Material shown —
╔══

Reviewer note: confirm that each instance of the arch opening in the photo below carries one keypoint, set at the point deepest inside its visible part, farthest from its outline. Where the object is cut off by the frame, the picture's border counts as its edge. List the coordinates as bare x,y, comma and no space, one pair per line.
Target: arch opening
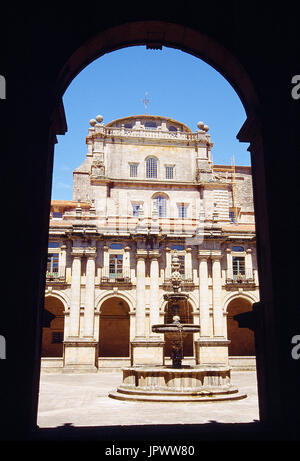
53,327
114,328
242,339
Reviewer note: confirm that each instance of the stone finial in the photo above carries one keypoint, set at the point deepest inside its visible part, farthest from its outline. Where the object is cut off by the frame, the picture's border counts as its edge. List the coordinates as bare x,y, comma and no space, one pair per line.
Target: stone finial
200,125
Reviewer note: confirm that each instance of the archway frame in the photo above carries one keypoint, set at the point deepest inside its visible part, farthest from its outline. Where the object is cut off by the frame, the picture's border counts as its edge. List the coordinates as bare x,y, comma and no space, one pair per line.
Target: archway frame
155,34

╚══

Problem description —
Beginning at the line that contains "Reviewer note: confirm that each instance of the archway" and continuing through the end of the material, lay out that portion as a two-column CSV with the headers instruction and response. Give one row for each text and its answer, with each value in a single quoted field and line breaks replaced by spaces.

Problem solution —
instruction,response
"Reviewer note: confirm that each instance of the archway frame in the photo above carries one keypoint, set at the point deepest inside its visible part, farthest from its outline. Where the object is cut off by the frame, the picture's border counts as its edge. List the coordinates as bare x,y, comma and no space, one pair per line. Target: archway frame","155,34"